Reading text:

☆ ☆ ☆ ☆

CPC G06F 40/30 (2020.01) [G06F 16/90332 (2019.01); G06N 3/04 (2013.01); G06V 30/153 (2022.01)] | 12 Claims |
1. A computer program product in a non-transitory computer-readable medium for use in a data processing system for information and retrieval, the computer program product holding computer program instructions that, when executed by the data processing system, are configured to:
receive a corpus of documents associated with a user, wherein the documents are structured in two or more distinct formats;
for each document in the corpus, process the document to identify a set of information strings and, for each information string, encode at least a portion of the information string into an n-dimensional semantic vector;
store the n-dimensional semantic vectors for each document;
upon receipt of a query, process the query into an n-dimensional semantic query vector;
compare the n-dimensional semantic query vector against the stored n-dimensional vectors for each document and, in response, identifying a set of candidate n-dimensional vectors that represent a possible answer to the query, wherein identifying the set of candidate n-dimensional vectors applies a neural filter that has been trained against a dataset of question-answer data structured as groupings of candidate sentences for an example query, wherein for a given training example the neural filter is trained to identify a particular candidate sentence that includes an answer to the example query while remaining candidate sentences that do not include the answer are characterized by the neural filter as contrasting;
rank the candidate n-dimensional vectors; and
return as an answer to the query a data string represented by a given highest ranked candidate n-dimensional vector.
|

☆ ☆ ☆ ☆

Task: In the patent claim, what is each information string, or a portion of it, encoded into?

☆ ☆ ☆ ☆

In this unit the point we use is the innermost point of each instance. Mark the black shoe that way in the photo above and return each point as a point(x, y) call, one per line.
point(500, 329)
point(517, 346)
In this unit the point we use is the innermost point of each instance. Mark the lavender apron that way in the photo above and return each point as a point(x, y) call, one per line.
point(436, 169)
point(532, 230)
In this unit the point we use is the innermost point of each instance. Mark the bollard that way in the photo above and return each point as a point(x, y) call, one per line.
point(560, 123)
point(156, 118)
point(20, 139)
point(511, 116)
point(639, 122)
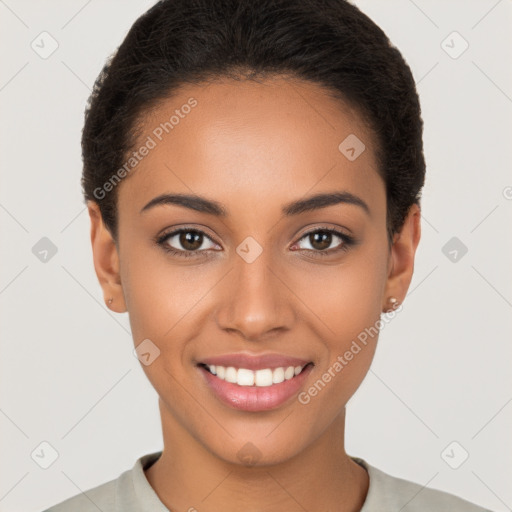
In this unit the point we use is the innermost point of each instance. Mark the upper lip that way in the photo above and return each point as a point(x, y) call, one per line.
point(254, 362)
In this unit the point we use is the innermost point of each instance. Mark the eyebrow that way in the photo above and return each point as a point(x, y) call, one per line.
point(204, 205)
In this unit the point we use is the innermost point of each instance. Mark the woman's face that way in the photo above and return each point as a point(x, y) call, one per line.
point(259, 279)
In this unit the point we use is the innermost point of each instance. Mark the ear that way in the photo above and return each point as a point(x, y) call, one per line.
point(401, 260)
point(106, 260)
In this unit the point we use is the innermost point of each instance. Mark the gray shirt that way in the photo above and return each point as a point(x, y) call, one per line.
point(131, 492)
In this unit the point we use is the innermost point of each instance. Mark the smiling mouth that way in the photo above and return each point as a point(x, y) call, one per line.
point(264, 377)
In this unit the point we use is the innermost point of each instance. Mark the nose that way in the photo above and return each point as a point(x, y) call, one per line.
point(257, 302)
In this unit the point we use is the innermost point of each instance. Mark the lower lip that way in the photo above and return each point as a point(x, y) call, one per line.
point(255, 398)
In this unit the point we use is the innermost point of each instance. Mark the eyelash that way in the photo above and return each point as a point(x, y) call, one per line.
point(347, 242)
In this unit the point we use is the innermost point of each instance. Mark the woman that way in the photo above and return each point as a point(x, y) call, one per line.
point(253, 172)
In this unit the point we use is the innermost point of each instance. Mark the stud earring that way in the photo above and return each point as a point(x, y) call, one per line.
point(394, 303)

☆ ☆ ☆ ☆

Exercise solution: An n-dimensional semantic vector.